**THE PROBLEM:**
Please retype the article about millennials' financial knowledge below word for word, from its headline to its final sentence.

**SOURCE PASSAGE:**
Millennials say lockdown has improved their financial knowledge

Since restrictions have lifted, money has been on the brain.

Most of us are thinking about how to budget for our resuming social lives – following months of limited spending.

But, according to a new survey, lots of young adults have been using the past year to improve their personal finance knowledge.

New research, from Hitachi Capital UK, says that more than half (51%) of 18-34-year-olds improved their financial literacy during the lockdowns – with two fifths (42%) stating that their understanding of finance products and services has improved.

What’s more, more than half also say they’re now confident in their new financial knowledge.

It looks like Londoners led the way with this growth, with 49% spending the extra time at home to get a better handle on their own financial situation. The highest number recorded in the whole of the UK.

But there are still areas of finance that young people remain unsure about.

Two-thirds (66%) of those surveyed said they did not realise that taking a personal loan payment holiday could increase the overall cost.

Similarly, 30% of 18-34-year-olds incorrectly thought that APR on a personal loan is higher when borrowing larger sums of money. But, the truth is, APR can sometimes be lower for borrowing larger amounts.

There were also gaps in knowledge around credit scores – something that’s vital for getting a mortgage.

More than half (53%) of 18-34-year-olds surveyed were unaware that applying for multiple credit at the same time could damage their credit score and reduce their chances of acceptance.

It seems that some don’t look into the details of personal finance agreements either – with 8% of millennials and Gen Z admitting they don’t take the time to understand the terms.

Vincent Reboul, managing director of Hitachi Capital Consumer Finance, says: ‘It’s positive that so many people have used this time during the pandemic to become financially savvier, and encouraging that younger age groups now have a better understanding of consumer finance products.

‘But as the survey highlighted, misplaced confidence can lead to common misconceptions about how products work, which is why it’s important to take the time to understand the implications and ask questions.’

**RECORDED INFORMATION:**
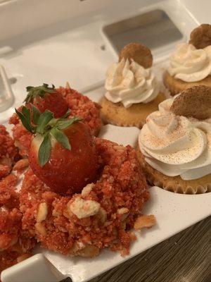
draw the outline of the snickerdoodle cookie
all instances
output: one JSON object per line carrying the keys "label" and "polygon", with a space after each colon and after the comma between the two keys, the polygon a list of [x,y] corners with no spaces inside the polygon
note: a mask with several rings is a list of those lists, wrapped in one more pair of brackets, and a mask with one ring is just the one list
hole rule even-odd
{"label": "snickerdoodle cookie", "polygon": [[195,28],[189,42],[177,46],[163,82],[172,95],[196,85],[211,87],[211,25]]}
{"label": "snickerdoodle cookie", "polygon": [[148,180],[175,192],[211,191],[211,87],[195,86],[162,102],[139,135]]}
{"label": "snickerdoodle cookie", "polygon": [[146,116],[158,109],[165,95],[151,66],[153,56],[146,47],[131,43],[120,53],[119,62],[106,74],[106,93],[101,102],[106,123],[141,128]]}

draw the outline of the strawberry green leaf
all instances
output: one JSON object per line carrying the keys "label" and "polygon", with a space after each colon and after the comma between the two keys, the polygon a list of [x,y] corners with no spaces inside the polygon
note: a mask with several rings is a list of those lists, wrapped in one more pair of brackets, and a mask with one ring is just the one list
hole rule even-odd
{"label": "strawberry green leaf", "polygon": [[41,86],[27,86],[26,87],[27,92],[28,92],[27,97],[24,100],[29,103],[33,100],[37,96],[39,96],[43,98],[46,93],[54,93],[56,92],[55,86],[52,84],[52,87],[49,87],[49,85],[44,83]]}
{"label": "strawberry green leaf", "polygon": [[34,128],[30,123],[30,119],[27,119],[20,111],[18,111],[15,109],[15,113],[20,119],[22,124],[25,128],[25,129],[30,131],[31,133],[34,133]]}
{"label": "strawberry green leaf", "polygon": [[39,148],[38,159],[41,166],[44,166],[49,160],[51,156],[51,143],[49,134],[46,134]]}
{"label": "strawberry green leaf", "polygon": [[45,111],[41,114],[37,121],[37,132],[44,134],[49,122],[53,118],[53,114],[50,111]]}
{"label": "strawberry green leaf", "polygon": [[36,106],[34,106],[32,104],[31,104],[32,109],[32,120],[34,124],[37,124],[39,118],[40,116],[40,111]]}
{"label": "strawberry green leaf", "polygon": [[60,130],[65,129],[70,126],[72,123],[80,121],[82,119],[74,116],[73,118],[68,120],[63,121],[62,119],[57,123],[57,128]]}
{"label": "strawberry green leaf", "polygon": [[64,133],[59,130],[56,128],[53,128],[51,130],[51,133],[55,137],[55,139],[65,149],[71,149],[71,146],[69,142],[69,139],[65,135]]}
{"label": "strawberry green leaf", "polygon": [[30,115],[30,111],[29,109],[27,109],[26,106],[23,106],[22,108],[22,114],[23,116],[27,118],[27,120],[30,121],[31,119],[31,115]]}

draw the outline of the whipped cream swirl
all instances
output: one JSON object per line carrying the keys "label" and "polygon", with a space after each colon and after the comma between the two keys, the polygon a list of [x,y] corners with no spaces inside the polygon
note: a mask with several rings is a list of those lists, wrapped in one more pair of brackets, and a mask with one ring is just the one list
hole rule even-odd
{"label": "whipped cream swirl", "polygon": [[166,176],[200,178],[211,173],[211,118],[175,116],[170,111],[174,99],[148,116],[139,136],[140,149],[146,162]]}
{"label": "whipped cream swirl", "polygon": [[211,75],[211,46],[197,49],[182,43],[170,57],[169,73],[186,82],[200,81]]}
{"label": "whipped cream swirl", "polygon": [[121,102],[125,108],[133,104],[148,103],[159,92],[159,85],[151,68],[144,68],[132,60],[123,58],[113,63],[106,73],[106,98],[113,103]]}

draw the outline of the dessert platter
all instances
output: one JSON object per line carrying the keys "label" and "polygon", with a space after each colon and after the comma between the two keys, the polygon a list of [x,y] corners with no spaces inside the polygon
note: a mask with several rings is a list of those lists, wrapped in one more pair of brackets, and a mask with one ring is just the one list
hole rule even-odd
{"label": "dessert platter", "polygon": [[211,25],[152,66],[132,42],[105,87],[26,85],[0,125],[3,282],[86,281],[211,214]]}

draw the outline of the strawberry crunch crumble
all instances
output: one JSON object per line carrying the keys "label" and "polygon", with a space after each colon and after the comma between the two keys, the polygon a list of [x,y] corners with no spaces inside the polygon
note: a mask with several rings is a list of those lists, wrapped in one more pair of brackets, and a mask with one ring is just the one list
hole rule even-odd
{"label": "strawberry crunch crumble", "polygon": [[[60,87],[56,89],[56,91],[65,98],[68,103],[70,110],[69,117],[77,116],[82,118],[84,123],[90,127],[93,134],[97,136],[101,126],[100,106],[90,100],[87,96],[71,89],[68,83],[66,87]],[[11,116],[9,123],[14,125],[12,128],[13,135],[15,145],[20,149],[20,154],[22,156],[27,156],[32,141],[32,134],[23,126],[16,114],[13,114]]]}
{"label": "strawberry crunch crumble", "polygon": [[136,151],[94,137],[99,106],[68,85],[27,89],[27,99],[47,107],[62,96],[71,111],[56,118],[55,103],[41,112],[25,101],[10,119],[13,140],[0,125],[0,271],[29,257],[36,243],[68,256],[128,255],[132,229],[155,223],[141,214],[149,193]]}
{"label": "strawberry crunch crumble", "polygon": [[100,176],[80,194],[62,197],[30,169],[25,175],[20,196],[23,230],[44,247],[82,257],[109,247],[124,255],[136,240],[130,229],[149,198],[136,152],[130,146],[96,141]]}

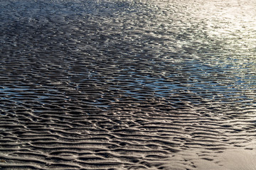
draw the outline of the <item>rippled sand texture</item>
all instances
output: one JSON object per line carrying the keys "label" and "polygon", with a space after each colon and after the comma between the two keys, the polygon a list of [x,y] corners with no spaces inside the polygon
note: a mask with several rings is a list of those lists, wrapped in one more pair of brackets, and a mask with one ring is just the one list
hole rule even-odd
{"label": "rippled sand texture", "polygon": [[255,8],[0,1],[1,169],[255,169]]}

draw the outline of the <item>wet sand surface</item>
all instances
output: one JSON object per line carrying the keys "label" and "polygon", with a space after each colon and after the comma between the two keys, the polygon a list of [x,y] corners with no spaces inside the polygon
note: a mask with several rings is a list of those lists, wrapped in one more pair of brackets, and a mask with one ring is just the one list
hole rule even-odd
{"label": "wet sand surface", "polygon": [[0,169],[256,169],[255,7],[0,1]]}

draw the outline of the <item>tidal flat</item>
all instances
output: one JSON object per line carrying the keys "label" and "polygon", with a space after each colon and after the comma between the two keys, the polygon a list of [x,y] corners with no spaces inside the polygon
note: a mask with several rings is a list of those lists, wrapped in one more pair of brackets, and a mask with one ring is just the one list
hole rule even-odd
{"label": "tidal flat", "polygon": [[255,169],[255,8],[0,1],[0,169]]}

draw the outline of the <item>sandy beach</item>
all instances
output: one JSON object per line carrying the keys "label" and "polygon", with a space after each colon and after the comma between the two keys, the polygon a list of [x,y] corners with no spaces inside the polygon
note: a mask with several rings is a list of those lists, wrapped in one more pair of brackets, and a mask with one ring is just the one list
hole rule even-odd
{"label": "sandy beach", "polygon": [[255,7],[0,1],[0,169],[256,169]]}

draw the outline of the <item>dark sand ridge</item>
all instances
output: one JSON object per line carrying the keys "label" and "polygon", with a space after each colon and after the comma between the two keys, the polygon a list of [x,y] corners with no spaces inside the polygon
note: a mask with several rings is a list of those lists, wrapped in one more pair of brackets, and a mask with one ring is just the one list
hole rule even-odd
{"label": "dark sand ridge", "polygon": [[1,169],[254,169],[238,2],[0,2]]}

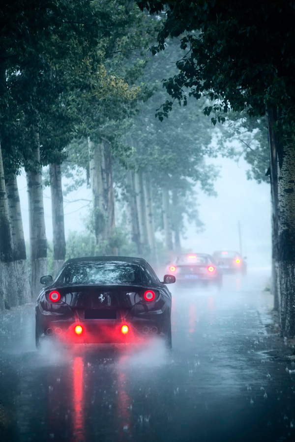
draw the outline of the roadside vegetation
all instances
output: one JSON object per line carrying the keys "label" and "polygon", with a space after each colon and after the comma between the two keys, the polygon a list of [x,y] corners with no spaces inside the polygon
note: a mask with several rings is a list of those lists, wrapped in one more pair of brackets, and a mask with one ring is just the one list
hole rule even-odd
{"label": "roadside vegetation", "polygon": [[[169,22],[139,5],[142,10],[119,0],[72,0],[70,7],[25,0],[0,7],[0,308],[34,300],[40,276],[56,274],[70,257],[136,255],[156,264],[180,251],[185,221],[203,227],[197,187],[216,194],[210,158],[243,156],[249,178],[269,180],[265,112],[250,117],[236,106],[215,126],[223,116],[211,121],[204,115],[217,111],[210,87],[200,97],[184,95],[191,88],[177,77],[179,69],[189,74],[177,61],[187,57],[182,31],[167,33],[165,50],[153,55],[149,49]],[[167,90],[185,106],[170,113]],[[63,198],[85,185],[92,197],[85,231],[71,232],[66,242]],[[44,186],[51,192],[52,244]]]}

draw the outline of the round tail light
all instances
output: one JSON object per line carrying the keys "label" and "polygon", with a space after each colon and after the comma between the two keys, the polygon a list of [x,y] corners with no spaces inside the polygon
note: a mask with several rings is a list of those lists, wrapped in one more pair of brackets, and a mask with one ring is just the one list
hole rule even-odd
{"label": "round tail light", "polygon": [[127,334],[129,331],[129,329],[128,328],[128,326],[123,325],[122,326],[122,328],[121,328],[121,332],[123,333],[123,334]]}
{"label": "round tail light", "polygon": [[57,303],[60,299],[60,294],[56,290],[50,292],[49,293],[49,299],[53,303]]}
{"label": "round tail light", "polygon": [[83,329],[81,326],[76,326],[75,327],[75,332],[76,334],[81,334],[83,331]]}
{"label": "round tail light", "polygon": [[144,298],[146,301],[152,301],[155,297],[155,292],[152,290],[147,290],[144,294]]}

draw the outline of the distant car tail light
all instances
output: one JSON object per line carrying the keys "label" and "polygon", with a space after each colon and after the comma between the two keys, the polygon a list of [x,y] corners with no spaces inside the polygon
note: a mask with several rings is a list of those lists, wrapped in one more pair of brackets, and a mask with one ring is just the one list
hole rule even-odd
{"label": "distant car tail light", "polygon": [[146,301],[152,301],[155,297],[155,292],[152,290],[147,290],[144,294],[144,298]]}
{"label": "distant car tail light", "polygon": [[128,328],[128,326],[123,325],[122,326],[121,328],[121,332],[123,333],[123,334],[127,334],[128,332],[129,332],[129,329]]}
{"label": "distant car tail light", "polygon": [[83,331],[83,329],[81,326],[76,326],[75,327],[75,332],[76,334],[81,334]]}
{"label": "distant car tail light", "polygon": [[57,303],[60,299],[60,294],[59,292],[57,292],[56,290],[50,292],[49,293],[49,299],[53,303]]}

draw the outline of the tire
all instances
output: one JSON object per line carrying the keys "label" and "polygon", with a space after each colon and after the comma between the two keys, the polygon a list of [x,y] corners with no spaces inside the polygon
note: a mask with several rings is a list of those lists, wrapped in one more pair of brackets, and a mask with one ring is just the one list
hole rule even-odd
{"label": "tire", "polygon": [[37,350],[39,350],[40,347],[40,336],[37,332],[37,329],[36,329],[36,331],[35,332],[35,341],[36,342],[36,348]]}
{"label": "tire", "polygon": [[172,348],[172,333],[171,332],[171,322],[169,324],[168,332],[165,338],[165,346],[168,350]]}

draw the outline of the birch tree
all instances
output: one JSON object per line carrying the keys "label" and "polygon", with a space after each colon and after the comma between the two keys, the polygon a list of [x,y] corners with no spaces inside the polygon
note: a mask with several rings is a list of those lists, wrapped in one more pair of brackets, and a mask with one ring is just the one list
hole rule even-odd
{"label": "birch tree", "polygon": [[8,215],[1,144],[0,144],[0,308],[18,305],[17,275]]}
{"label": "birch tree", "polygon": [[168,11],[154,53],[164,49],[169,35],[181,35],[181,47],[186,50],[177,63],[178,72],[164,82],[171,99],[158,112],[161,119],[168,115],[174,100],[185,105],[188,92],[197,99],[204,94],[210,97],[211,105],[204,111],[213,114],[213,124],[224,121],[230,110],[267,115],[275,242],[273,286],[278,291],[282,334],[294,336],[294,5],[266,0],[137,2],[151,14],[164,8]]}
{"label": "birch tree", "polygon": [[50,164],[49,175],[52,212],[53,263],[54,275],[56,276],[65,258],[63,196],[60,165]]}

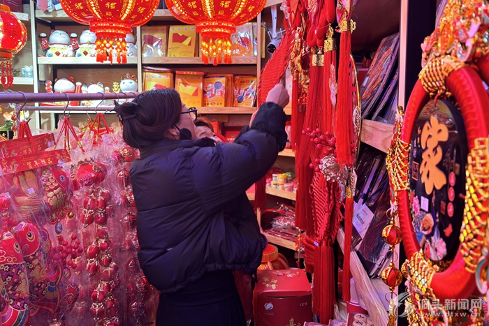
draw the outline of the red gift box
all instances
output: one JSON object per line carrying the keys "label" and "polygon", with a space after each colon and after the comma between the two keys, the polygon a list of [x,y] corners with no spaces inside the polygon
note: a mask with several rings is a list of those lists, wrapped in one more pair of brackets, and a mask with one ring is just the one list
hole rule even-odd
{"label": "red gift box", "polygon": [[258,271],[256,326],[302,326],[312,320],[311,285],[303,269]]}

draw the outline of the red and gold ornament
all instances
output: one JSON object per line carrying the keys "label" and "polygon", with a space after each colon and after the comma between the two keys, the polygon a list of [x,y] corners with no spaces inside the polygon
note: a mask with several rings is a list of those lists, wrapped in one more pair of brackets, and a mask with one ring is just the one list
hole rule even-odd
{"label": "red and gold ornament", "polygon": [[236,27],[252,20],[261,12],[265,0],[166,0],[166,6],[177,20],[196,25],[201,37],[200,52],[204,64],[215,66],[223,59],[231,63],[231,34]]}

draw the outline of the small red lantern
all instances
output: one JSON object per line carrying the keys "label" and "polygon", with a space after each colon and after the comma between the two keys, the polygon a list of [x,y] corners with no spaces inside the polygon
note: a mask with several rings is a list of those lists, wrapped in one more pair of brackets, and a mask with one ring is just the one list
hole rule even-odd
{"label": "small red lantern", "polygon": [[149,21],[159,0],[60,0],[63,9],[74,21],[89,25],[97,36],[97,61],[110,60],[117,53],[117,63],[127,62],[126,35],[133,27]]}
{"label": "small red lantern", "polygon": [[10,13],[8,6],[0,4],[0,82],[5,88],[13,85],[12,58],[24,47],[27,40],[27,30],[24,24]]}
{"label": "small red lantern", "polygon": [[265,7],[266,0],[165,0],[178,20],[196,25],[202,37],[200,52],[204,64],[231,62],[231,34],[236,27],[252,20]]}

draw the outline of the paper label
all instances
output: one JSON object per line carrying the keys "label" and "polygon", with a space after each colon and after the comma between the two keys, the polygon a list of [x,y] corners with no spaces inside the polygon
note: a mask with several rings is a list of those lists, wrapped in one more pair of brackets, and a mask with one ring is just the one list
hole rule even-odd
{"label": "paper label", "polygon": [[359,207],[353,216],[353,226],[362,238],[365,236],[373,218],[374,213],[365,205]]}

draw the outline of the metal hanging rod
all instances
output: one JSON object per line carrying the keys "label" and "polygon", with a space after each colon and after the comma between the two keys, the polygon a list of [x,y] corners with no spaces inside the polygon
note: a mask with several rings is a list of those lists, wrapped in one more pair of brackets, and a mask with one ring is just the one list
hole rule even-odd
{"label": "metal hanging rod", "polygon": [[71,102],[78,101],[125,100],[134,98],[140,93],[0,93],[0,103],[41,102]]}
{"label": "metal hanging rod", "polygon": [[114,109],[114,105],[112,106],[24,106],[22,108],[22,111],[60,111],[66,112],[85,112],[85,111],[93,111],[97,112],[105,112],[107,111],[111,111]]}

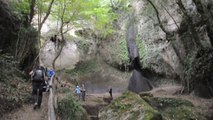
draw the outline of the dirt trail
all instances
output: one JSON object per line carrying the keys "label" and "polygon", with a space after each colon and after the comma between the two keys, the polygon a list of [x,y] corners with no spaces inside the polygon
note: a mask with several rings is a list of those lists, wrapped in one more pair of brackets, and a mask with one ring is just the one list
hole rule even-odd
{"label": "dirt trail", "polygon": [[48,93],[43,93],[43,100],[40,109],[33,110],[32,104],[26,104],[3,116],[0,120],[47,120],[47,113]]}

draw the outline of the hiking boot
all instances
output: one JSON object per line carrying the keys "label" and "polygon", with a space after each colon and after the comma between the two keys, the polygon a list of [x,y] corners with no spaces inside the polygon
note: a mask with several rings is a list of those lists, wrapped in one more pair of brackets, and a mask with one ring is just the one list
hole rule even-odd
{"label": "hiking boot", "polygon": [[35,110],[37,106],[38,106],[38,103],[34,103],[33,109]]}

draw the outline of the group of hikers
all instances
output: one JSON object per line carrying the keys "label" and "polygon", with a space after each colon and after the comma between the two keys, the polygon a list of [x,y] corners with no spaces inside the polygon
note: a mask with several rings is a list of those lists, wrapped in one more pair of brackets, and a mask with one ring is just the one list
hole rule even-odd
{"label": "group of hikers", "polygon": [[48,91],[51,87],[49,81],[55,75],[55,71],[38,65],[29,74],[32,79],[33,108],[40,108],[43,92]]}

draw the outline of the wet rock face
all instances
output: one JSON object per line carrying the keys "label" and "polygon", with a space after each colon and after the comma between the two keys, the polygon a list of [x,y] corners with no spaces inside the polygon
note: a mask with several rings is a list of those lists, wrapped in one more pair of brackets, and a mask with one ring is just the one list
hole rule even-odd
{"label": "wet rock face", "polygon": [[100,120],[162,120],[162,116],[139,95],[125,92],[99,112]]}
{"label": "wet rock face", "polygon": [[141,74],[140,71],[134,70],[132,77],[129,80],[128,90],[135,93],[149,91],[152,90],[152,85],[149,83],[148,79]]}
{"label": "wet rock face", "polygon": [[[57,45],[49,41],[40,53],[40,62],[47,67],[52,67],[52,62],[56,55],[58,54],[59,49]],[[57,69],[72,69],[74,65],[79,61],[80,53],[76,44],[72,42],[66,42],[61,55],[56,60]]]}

**FINISHED EXERCISE:**
Millennials say lockdown has improved their financial knowledge

Since restrictions have lifted, money has been on the brain.

Most of us are thinking about how to budget for our resuming social lives – following months of limited spending.

But, according to a new survey, lots of young adults have been using the past year to improve their personal finance knowledge.

New research, from Hitachi Capital UK, says that more than half (51%) of 18-34-year-olds improved their financial literacy during the lockdowns – with two fifths (42%) stating that their understanding of finance products and services has improved.

What’s more, more than half also say they’re now confident in their new financial knowledge.

It looks like Londoners led the way with this growth, with 49% spending the extra time at home to get a better handle on their own financial situation. The highest number recorded in the whole of the UK.

But there are still areas of finance that young people remain unsure about.

Two-thirds (66%) of those surveyed said they did not realise that taking a personal loan payment holiday could increase the overall cost.

Similarly, 30% of 18-34-year-olds incorrectly thought that APR on a personal loan is higher when borrowing larger sums of money. But, the truth is, APR can sometimes be lower for borrowing larger amounts.

There were also gaps in knowledge around credit scores – something that’s vital for getting a mortgage.

More than half (53%) of 18-34-year-olds surveyed were unaware that applying for multiple credit at the same time could damage their credit score and reduce their chances of acceptance.

It seems that some don’t look into the details of personal finance agreements either – with 8% of millennials and Gen Z admitting they don’t take the time to understand the terms.

Vincent Reboul, managing director of Hitachi Capital Consumer Finance, says: ‘It’s positive that so many people have used this time during the pandemic to become financially savvier, and encouraging that younger age groups now have a better understanding of consumer finance products.

‘But as the survey highlighted, misplaced confidence can lead to common misconceptions about how products work, which is why it’s important to take the time to understand the implications and ask questions.’